* **Task to complete**
Extract the line that contains "Task: pick out one point on every instance of the mist." and every line after it through the end of the records below, exactly as written, leaving out any pictures.

===== Record extracts

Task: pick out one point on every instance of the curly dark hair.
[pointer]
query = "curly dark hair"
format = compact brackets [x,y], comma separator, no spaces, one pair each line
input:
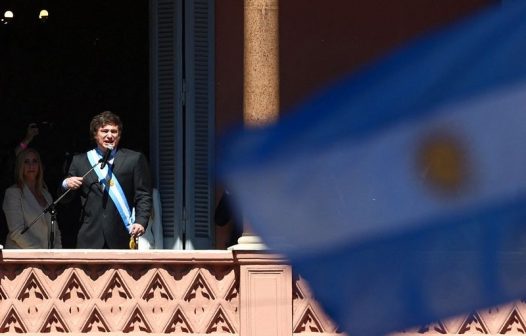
[102,119]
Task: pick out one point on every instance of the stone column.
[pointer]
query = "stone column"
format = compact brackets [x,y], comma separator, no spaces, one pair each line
[261,79]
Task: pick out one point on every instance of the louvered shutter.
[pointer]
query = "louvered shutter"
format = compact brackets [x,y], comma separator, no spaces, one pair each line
[166,122]
[200,100]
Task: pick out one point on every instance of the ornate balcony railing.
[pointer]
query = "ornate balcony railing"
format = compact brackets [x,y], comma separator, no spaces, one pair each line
[162,292]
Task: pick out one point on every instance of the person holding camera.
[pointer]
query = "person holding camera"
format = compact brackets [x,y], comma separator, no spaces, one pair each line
[32,131]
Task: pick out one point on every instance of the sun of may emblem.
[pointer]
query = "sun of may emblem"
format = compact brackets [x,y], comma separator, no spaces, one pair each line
[443,161]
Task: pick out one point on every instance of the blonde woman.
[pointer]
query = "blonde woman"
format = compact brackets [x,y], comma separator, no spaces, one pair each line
[25,201]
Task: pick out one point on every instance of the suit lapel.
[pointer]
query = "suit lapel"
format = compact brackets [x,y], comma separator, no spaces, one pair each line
[119,161]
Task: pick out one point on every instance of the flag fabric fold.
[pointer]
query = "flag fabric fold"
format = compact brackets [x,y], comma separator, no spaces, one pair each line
[399,193]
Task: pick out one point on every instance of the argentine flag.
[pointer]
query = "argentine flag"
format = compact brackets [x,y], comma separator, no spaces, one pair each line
[399,193]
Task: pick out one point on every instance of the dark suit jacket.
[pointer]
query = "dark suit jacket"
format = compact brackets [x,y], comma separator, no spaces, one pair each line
[100,223]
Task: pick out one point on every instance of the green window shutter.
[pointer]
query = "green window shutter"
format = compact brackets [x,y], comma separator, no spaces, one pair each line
[182,119]
[200,101]
[166,120]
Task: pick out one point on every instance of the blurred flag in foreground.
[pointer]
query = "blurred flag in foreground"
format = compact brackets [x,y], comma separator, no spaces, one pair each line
[400,192]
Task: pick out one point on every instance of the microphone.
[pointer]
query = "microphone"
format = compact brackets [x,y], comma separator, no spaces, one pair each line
[106,157]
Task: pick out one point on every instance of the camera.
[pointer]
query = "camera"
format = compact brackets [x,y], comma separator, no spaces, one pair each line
[43,125]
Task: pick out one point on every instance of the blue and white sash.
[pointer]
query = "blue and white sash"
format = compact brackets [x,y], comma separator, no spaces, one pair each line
[110,182]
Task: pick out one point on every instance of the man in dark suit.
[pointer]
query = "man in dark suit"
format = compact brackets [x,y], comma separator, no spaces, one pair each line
[116,197]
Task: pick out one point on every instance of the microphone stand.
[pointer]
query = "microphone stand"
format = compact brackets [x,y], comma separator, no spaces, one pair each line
[51,209]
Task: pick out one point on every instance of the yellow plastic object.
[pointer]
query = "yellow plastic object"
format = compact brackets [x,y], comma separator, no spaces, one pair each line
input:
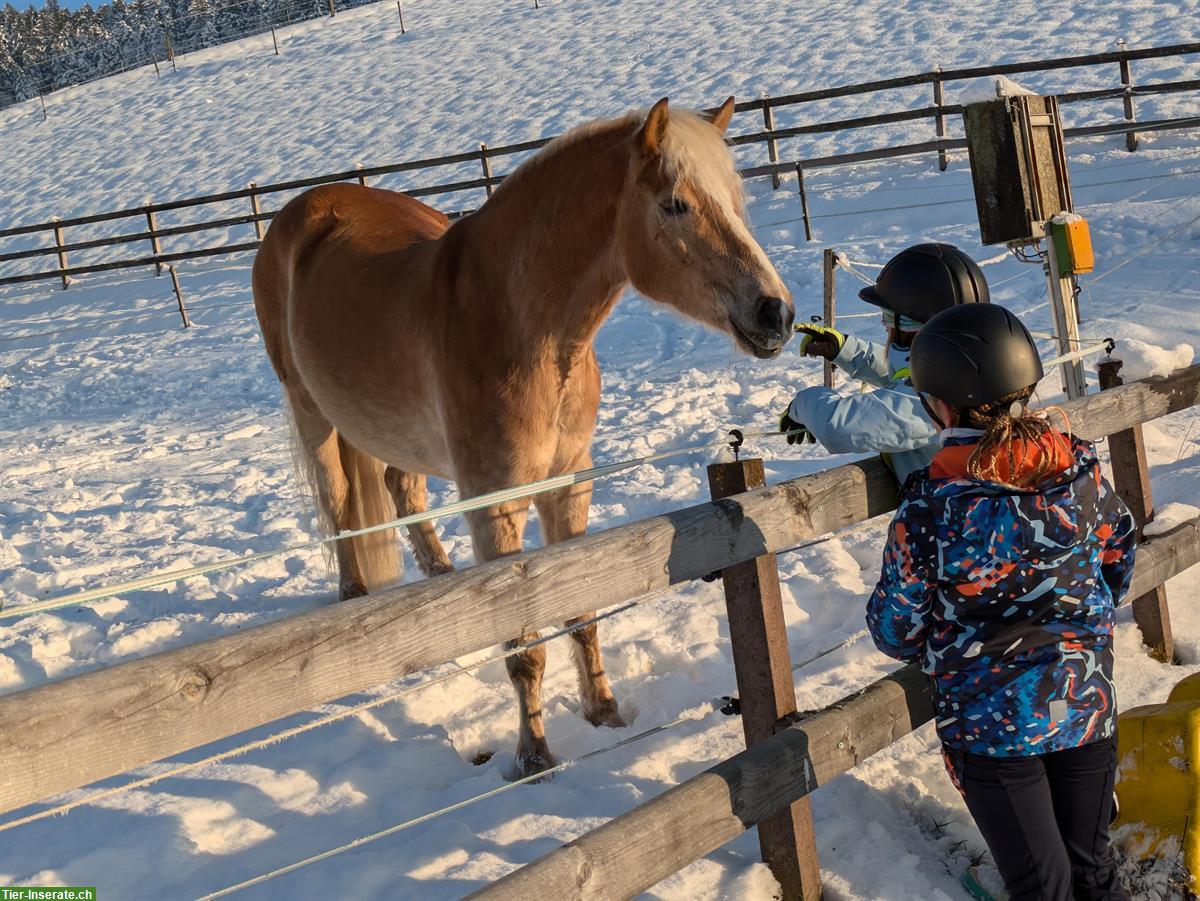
[1158,776]
[1072,244]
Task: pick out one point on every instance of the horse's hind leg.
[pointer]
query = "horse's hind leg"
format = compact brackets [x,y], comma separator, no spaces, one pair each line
[497,532]
[564,515]
[409,492]
[322,464]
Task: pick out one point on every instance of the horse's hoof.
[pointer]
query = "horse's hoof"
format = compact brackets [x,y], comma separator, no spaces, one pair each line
[531,763]
[606,714]
[351,588]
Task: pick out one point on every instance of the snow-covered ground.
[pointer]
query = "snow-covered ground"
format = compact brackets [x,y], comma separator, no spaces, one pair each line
[131,445]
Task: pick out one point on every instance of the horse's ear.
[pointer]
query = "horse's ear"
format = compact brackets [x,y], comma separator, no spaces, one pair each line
[654,128]
[723,114]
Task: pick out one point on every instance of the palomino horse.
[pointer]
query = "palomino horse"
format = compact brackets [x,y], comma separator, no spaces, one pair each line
[409,347]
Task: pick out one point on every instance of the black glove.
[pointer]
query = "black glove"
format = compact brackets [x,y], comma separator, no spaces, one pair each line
[820,340]
[796,431]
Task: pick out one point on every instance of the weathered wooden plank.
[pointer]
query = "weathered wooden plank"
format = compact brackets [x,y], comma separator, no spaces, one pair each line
[96,725]
[762,665]
[642,847]
[1131,480]
[88,727]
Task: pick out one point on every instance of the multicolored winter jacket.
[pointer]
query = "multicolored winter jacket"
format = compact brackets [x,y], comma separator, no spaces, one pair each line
[1006,598]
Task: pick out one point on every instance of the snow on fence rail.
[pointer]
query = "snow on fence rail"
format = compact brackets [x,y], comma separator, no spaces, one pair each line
[65,734]
[484,155]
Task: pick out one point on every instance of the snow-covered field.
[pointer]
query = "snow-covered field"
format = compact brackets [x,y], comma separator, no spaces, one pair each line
[131,445]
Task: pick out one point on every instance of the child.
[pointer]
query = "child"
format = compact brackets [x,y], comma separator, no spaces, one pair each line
[913,286]
[1002,569]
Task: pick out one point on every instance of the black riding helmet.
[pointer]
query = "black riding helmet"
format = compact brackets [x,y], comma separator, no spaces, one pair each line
[927,278]
[972,355]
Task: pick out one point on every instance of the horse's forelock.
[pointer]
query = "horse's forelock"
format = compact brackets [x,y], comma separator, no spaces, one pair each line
[696,152]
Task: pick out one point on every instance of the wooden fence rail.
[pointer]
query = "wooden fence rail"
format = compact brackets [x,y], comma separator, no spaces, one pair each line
[771,137]
[645,846]
[88,727]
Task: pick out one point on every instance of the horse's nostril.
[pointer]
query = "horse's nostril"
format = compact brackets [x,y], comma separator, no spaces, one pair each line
[774,314]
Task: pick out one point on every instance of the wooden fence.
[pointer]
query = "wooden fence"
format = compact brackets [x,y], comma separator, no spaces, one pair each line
[69,733]
[153,235]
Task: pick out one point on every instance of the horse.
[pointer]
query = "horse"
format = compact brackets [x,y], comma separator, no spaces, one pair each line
[408,346]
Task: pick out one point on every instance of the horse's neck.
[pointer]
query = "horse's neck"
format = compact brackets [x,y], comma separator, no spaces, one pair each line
[546,244]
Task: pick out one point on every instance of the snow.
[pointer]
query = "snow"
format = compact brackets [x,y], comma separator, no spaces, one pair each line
[1143,360]
[983,90]
[1168,516]
[131,445]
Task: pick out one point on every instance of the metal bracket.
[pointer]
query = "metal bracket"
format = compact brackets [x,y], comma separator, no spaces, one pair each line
[736,440]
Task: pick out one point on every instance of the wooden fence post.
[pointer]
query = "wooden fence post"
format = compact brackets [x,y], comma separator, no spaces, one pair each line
[768,120]
[155,246]
[940,101]
[1127,83]
[63,256]
[179,298]
[804,202]
[829,310]
[766,686]
[257,210]
[1131,479]
[487,167]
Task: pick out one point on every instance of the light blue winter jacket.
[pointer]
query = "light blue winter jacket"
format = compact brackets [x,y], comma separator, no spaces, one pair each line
[888,420]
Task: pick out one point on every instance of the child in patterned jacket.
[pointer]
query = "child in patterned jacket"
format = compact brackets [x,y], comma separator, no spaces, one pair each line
[1003,565]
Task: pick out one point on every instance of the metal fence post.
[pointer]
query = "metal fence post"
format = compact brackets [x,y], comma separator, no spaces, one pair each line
[1127,83]
[766,688]
[179,298]
[257,210]
[768,120]
[940,101]
[155,246]
[63,256]
[804,202]
[829,308]
[1131,479]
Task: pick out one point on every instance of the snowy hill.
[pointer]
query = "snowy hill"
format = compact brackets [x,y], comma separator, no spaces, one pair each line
[131,445]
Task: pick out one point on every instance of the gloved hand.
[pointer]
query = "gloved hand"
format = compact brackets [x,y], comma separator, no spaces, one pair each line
[820,340]
[796,431]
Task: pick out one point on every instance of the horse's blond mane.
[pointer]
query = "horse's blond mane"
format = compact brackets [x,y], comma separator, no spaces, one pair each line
[691,151]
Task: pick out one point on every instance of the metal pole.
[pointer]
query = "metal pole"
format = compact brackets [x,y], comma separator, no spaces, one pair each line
[179,298]
[940,101]
[768,120]
[1066,322]
[829,308]
[804,202]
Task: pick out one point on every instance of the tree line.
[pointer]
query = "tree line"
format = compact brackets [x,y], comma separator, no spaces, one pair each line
[43,49]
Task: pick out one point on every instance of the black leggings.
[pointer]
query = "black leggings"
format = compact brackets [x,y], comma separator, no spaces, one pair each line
[1045,820]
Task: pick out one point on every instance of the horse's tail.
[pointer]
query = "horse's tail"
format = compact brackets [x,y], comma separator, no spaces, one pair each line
[377,554]
[375,559]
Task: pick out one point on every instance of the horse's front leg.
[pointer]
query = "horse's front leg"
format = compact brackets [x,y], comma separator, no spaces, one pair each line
[564,515]
[495,533]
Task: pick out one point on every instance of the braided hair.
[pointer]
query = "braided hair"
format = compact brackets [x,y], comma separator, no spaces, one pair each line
[1007,422]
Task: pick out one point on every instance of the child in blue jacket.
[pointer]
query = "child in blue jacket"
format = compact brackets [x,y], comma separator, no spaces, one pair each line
[915,284]
[1003,565]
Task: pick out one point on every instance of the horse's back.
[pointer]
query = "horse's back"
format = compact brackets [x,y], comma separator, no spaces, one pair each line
[327,246]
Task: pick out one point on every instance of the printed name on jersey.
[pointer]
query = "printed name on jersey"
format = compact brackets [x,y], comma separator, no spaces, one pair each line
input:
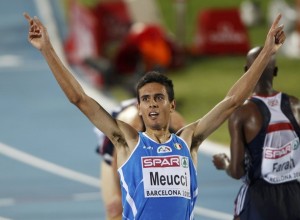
[281,164]
[164,149]
[169,161]
[166,176]
[178,146]
[274,153]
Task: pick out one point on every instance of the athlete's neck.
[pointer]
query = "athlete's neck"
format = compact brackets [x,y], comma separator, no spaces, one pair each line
[160,136]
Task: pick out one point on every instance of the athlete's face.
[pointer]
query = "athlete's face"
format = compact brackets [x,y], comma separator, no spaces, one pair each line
[154,106]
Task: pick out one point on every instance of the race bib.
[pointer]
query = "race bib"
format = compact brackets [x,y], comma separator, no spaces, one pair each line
[166,176]
[282,164]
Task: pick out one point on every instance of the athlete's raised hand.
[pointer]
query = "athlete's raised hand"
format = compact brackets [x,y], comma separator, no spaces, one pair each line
[37,33]
[276,35]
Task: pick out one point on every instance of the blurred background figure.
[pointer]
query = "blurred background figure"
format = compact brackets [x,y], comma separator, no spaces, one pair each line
[120,42]
[291,18]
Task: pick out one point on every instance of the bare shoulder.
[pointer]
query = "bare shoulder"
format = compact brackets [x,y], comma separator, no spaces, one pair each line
[244,111]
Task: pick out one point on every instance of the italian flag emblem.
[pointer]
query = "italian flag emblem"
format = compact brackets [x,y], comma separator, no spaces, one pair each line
[177,146]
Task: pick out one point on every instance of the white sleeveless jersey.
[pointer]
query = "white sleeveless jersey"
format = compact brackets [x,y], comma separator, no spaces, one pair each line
[159,181]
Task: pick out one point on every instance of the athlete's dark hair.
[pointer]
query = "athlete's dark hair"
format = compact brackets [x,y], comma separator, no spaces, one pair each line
[156,77]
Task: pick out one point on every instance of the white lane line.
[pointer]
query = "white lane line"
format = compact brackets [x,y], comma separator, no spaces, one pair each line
[212,213]
[48,166]
[7,202]
[78,177]
[2,218]
[86,196]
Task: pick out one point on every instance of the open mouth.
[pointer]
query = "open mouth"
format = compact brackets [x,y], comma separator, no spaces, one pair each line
[153,115]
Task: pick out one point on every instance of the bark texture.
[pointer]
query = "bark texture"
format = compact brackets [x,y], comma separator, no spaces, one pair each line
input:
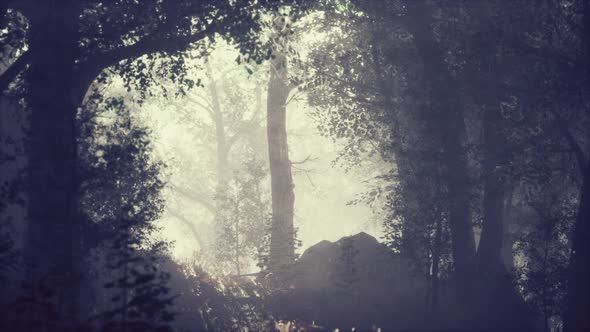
[53,243]
[282,248]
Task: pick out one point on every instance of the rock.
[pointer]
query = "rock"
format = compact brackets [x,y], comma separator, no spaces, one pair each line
[355,281]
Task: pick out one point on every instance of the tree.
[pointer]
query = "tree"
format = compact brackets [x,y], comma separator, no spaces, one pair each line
[282,242]
[90,36]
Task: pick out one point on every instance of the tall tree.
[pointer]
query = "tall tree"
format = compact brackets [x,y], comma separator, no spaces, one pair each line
[282,242]
[90,36]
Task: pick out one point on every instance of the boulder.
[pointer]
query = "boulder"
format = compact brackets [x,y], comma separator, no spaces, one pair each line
[355,281]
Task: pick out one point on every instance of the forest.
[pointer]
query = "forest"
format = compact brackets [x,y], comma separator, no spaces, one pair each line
[294,165]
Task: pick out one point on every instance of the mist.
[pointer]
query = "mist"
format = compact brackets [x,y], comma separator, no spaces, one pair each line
[294,165]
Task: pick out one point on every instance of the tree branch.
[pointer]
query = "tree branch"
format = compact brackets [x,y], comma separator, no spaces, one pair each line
[195,196]
[147,45]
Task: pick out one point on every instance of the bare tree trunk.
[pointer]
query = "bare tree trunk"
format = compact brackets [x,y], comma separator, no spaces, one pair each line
[53,243]
[282,244]
[448,110]
[435,281]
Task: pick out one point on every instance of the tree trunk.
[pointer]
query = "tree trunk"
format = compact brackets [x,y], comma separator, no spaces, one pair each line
[578,301]
[282,248]
[447,110]
[490,246]
[576,316]
[53,244]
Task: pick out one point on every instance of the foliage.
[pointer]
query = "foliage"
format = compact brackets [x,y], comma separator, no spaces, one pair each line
[122,196]
[245,218]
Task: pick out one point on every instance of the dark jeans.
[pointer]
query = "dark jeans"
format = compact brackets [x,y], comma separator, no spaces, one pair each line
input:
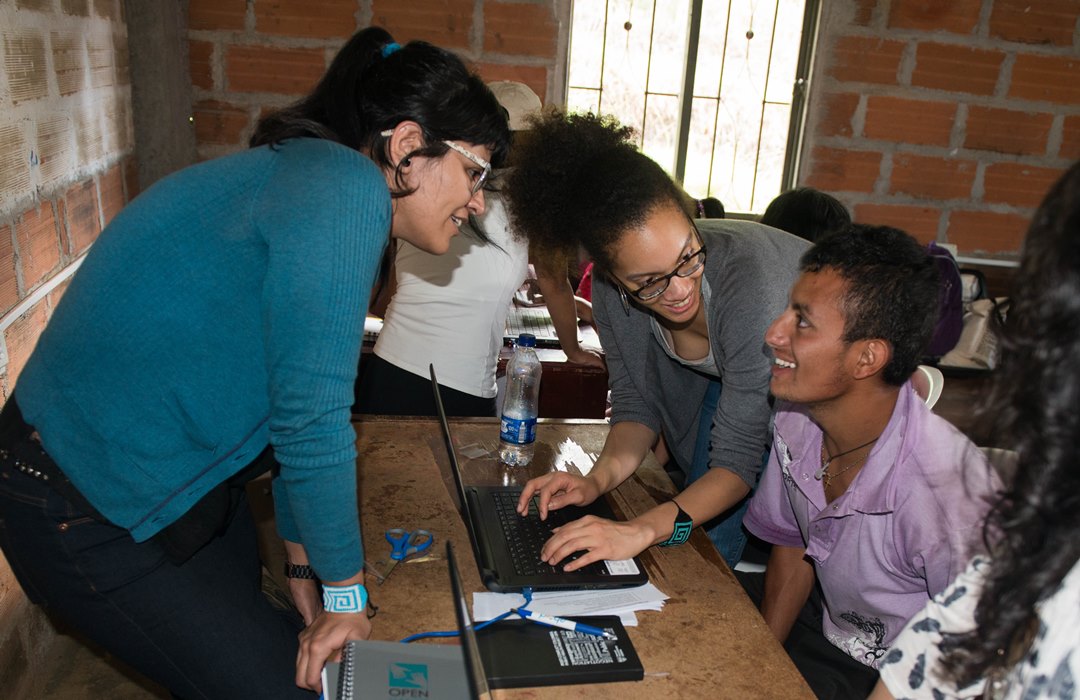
[202,629]
[831,673]
[388,390]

==========

* **Answer to the exercise**
Task: pick out one point on every instance of the mist.
[pointer]
query = "mist"
format = compact brackets [x,y], comma separator, no spaces, one pair each line
[294,165]
Task: pick out one point on every instance of the tree branch.
[pointer]
query = "tree branch"
format = compact brackets [x,y], comma separator, no spaces, one pair each line
[195,196]
[147,45]
Task: pick out one point on every instance of the bare tree trunk.
[pointer]
query = "bare tree trunk"
format = compact brackets [x,y], comma separator, no spaces, one pair each line
[53,243]
[282,244]
[448,110]
[435,281]
Task: pick out one point on every instance of the tree trunk.
[pointer]
query = "tree trunk"
format = compact brackets [x,y], comma separator, no spaces, one pair each line
[578,301]
[282,248]
[447,110]
[490,246]
[576,316]
[53,244]
Task: pick out one point on every instance of the foliage.
[pointer]
query = "foliage"
format = compact brackets [x,y], comma separator, no spaces, one pair each line
[122,196]
[245,218]
Task: pick out one point on every instance of the dark jeans.
[pointer]
query = "dark jeans"
format = compact brackets [x,y], comma separator, no spaces, one pair each line
input:
[202,629]
[831,673]
[388,390]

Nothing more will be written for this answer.